__Prompt__
Rewrite the podcast episode notes starting with "In this episode" and going on through "homelessness, and sustainability.", changing "residents" to "community members".

Data-Smart City Pod

Collaborative Cities: Author Interview with Stephen Goldsmith and Kate Markin Coleman

Episode Summary

Professor Steve Goldsmith and co-author Kate Markin Coleman discuss their newest book, Collaborative Cities: Mapping Solutions to Wicked Problems.

Episode Notes

In this episode Senior Editor Betsy Gardner interviews Professor Steve Goldsmith and Kate Markin Coleman about their newest book, Collaborative Cities: Mapping Solutions to Wicked Problems. They discuss how their respective backgrounds in local government and nonprofits inform their ideas about collaboration and how important it is to work across sectors in order to improve services for residents. Coleman and Goldsmith outline how mapping and visualizing data is crucial to these collaborations, particularly around issues of public safety, homelessness, and sustainability.

__Records supplied__

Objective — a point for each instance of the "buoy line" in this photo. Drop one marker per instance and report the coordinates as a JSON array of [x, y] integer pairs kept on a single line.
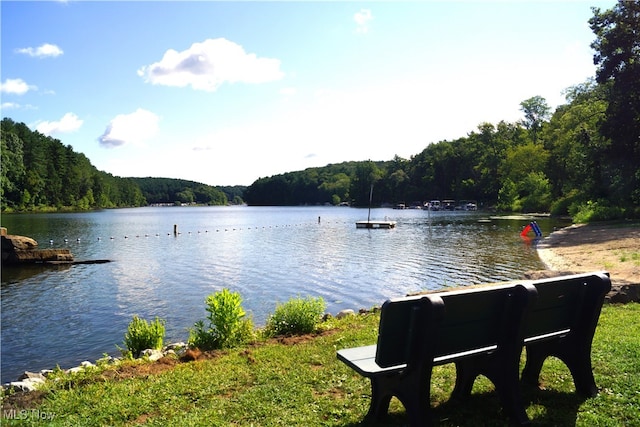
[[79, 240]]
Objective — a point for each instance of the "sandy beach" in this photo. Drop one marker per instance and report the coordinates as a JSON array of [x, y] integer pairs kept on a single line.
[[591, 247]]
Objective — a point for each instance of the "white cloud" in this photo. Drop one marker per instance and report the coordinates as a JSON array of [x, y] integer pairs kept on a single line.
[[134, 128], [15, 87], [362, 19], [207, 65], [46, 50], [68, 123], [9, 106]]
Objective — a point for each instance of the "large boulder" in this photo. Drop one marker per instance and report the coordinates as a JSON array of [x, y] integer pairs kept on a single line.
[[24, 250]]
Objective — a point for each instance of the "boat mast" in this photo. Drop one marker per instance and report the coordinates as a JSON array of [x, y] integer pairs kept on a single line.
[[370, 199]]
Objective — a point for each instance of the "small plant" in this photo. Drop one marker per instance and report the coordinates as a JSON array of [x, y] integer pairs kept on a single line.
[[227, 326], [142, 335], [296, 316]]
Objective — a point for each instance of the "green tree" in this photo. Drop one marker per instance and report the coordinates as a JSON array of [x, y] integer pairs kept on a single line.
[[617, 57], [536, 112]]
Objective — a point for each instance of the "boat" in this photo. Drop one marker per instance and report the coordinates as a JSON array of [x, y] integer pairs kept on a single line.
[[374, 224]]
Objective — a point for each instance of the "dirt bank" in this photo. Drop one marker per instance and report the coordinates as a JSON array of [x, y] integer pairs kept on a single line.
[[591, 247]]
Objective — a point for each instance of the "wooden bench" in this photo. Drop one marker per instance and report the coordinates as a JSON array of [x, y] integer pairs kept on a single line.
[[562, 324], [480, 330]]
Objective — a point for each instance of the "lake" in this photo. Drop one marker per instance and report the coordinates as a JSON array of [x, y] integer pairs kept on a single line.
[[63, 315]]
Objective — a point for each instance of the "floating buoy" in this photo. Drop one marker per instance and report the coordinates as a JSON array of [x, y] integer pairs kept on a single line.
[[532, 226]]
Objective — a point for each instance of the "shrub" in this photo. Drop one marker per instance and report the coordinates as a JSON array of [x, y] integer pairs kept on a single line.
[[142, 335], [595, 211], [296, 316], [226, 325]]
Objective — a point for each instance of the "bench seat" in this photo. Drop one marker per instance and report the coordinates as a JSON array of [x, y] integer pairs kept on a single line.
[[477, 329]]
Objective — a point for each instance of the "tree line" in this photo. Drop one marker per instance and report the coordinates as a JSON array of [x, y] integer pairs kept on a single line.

__Task response__
In this episode Senior Editor Betsy Gardner interviews Professor Steve Goldsmith and Kate Markin Coleman about their newest book, Collaborative Cities: Mapping Solutions to Wicked Problems. They discuss how their respective backgrounds in local government and nonprofits inform their ideas about collaboration and how important it is to work across sectors in order to improve services for community members. Coleman and Goldsmith outline how mapping and visualizing data is crucial to these collaborations, particularly around issues of public safety, homelessness, and sustainability.